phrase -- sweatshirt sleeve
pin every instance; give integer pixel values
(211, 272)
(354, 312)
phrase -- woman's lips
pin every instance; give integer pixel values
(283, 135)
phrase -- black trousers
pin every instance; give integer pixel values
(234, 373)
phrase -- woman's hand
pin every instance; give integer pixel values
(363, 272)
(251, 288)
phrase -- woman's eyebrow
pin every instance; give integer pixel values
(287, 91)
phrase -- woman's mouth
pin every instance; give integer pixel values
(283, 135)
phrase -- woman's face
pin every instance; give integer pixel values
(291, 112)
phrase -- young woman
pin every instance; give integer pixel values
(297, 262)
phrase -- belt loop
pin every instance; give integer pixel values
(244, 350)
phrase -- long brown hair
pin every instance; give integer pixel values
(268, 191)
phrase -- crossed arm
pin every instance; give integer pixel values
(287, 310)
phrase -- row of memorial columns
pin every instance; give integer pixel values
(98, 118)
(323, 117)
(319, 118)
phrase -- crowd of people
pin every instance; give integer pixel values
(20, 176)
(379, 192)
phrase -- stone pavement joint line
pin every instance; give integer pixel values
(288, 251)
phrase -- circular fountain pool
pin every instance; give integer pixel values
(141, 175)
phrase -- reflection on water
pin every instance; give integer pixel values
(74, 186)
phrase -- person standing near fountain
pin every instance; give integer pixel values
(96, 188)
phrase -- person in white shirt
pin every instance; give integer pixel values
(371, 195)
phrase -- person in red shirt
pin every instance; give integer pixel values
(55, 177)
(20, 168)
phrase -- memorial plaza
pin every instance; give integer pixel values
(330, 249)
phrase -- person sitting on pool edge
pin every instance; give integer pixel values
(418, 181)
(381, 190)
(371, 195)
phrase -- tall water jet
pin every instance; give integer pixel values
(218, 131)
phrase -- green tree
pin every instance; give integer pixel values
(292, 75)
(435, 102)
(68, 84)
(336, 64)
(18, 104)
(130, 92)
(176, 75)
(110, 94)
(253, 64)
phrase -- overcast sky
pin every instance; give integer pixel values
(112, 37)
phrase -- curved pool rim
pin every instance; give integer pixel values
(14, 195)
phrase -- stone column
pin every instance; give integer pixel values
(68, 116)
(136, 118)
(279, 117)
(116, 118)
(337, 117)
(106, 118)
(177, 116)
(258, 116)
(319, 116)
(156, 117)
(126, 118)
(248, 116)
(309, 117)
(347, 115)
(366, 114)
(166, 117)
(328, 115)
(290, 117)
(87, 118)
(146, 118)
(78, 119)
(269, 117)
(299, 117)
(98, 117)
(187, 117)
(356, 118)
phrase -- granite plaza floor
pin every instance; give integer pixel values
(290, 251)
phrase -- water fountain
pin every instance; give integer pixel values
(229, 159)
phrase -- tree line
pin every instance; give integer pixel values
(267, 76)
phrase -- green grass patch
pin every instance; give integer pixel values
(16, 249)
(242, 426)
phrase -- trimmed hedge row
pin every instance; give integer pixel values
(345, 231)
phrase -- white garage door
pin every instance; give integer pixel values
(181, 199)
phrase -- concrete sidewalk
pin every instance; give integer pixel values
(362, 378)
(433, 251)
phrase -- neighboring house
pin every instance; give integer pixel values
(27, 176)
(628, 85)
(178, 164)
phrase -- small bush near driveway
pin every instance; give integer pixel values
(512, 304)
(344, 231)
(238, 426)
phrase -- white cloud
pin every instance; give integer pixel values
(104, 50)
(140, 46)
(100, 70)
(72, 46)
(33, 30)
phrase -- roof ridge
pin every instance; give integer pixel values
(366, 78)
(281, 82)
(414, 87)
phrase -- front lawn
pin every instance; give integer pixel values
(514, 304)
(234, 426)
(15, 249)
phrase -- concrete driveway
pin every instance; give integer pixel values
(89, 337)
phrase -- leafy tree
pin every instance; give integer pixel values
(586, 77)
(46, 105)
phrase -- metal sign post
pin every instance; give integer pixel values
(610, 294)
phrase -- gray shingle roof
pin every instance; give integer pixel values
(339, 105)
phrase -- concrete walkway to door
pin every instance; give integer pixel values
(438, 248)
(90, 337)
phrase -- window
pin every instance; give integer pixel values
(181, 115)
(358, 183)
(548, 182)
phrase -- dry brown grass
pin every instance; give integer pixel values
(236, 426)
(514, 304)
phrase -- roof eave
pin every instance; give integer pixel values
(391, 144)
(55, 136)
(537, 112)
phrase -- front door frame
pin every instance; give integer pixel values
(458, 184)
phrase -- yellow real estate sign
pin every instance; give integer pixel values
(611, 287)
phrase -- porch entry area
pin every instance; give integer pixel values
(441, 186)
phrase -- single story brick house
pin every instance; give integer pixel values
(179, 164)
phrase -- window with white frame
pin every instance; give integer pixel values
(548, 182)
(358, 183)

◇ ◇ ◇ ◇

#### What the task asks:
If a line in the records above holds the string "fountain", copy it.

#### Task answer:
phrase -- circular fountain pool
phrase -- person standing near fountain
phrase -- water fountain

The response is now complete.